LISTED ENTRIES section start
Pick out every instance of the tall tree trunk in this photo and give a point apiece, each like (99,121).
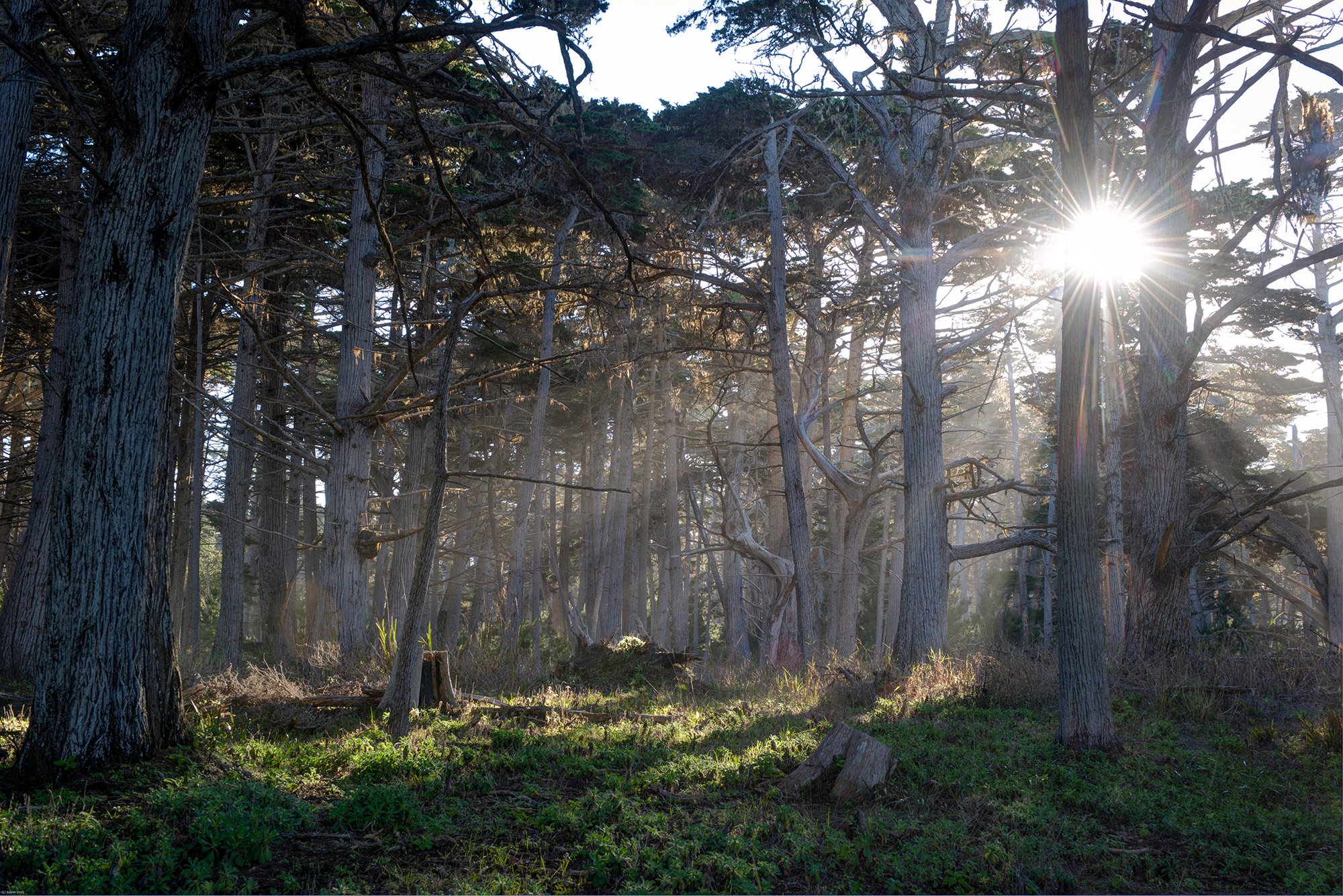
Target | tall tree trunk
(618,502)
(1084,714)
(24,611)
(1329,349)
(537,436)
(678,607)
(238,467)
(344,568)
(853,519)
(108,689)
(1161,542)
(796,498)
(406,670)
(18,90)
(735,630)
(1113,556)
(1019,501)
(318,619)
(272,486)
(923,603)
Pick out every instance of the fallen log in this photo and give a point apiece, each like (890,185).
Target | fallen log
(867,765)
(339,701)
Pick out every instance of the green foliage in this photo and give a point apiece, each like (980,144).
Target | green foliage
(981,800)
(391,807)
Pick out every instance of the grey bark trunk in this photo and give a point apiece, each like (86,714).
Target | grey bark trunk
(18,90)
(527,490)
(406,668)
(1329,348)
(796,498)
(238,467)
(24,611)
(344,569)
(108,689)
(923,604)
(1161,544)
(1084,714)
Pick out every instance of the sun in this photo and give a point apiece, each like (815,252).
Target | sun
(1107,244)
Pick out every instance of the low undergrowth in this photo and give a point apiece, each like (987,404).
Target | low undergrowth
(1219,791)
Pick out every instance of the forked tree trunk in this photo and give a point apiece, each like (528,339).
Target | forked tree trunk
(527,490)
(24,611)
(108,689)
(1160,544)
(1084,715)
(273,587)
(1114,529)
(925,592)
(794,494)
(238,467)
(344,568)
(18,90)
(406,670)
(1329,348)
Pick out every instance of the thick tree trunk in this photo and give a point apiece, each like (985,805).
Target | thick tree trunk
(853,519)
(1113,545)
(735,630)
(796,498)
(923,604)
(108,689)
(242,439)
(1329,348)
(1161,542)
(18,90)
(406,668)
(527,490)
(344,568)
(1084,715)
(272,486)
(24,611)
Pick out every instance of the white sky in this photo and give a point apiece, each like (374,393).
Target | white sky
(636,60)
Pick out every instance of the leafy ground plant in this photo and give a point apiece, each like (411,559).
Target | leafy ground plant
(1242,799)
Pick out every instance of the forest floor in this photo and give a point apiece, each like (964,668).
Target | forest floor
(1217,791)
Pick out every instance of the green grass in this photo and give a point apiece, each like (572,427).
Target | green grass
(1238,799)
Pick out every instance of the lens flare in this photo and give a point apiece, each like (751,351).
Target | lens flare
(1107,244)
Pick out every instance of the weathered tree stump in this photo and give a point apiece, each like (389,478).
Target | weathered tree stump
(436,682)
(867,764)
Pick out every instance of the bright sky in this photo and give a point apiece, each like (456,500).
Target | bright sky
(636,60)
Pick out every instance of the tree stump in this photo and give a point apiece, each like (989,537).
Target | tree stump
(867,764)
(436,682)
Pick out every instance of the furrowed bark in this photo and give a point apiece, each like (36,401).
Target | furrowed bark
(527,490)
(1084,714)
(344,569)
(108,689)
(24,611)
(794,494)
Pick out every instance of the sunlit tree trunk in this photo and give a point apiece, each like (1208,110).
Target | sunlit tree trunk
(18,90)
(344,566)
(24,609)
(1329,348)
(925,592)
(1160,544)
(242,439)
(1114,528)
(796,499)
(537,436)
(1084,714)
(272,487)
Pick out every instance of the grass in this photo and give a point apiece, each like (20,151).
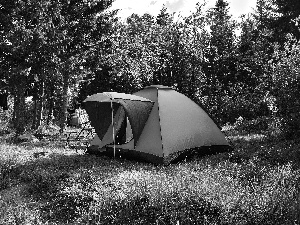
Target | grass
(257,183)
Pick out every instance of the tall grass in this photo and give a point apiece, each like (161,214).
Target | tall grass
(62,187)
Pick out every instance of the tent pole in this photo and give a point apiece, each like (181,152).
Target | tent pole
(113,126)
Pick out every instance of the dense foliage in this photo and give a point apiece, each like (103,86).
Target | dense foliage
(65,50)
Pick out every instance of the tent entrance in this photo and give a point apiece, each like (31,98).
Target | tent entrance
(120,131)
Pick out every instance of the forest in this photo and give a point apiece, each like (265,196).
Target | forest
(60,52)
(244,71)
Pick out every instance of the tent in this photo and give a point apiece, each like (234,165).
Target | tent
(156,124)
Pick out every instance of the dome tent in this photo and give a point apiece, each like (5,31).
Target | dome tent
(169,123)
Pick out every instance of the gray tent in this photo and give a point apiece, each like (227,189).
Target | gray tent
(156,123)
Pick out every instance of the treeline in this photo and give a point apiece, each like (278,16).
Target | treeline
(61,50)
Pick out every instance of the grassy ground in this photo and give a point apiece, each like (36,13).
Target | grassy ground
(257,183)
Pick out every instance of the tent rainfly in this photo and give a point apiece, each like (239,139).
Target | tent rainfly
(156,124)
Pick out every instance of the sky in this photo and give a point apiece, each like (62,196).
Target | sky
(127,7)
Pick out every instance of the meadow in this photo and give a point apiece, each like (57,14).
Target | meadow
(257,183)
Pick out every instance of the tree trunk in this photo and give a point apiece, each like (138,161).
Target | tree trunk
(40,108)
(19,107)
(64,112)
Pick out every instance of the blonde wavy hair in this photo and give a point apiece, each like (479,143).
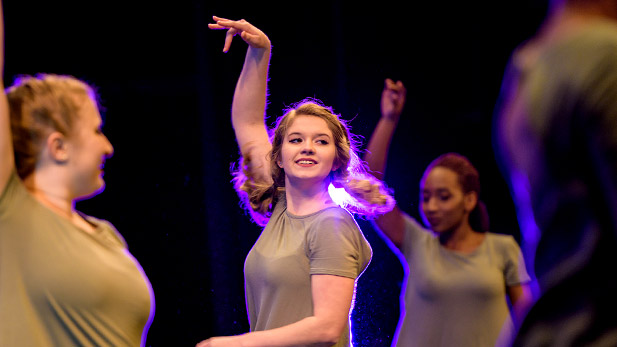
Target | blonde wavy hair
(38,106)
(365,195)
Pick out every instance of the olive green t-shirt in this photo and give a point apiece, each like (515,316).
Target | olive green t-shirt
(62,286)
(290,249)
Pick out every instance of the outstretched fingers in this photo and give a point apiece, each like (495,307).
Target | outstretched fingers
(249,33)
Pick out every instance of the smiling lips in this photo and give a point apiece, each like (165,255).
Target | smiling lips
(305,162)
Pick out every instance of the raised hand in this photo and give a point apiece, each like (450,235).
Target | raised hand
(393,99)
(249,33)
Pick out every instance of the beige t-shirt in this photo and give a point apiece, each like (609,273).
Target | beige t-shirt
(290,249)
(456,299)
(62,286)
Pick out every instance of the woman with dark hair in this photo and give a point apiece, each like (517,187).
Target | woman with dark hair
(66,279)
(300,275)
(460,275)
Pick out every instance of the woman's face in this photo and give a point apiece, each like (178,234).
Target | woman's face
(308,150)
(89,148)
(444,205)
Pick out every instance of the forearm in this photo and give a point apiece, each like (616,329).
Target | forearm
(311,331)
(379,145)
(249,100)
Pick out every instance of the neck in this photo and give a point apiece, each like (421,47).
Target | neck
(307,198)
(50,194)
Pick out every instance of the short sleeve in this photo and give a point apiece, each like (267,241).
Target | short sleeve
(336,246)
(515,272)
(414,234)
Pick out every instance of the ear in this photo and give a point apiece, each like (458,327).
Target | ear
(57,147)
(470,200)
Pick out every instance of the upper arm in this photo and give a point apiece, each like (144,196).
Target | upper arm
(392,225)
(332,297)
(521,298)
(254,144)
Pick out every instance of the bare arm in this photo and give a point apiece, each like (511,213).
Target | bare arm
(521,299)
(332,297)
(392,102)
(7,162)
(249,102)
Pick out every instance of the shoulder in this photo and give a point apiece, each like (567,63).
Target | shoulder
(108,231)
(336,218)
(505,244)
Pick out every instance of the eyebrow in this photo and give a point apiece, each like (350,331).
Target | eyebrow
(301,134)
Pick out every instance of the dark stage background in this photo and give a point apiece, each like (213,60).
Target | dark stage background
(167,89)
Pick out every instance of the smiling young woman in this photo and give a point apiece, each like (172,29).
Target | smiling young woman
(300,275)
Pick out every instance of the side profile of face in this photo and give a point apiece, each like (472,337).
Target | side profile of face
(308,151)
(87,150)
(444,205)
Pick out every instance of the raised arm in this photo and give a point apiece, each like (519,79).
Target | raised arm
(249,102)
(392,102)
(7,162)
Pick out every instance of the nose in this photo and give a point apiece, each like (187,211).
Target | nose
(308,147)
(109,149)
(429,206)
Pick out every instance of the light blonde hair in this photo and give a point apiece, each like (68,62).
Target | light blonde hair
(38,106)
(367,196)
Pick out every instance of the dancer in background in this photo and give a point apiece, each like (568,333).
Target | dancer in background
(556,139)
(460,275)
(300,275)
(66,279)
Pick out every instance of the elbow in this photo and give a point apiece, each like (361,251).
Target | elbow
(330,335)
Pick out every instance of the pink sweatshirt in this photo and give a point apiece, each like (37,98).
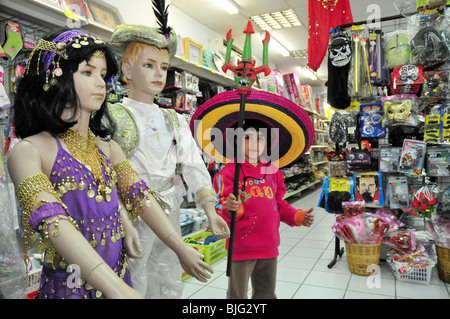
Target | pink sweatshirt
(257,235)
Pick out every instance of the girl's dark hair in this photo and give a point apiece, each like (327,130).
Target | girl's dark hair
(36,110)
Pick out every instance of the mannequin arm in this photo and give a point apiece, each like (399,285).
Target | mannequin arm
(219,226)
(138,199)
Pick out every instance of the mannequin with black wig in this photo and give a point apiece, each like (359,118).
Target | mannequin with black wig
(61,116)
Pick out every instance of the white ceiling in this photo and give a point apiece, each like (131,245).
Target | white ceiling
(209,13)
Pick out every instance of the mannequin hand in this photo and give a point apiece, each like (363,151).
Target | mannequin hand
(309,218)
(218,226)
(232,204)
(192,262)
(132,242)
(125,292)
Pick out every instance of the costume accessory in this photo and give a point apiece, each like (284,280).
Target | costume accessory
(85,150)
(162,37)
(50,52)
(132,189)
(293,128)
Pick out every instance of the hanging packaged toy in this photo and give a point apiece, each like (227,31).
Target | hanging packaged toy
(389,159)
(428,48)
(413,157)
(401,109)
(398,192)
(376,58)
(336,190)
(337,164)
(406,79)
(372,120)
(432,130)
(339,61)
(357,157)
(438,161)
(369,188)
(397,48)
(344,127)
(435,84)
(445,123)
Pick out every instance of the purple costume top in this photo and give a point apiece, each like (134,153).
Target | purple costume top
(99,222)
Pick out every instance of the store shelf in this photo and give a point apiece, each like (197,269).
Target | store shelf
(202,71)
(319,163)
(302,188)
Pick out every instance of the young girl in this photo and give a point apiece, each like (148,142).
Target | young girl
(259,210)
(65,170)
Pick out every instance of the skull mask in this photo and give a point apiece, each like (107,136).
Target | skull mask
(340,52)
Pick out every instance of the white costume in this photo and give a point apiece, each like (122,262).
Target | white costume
LISTED ENTRIES section end
**WHAT IS NEEDED:** Beginning with the line that has "Pick out every instance of the skull", set down every line of the entries above through the final one, unchanged.

**TASK RESPONSE:**
Pick out every instance of the skull mask in this photo and give a point apiece, each like (107,136).
Target | skull mask
(340,52)
Pick out every instance of the white costume in this photo and give a point apiece, each like (122,262).
Target | white costume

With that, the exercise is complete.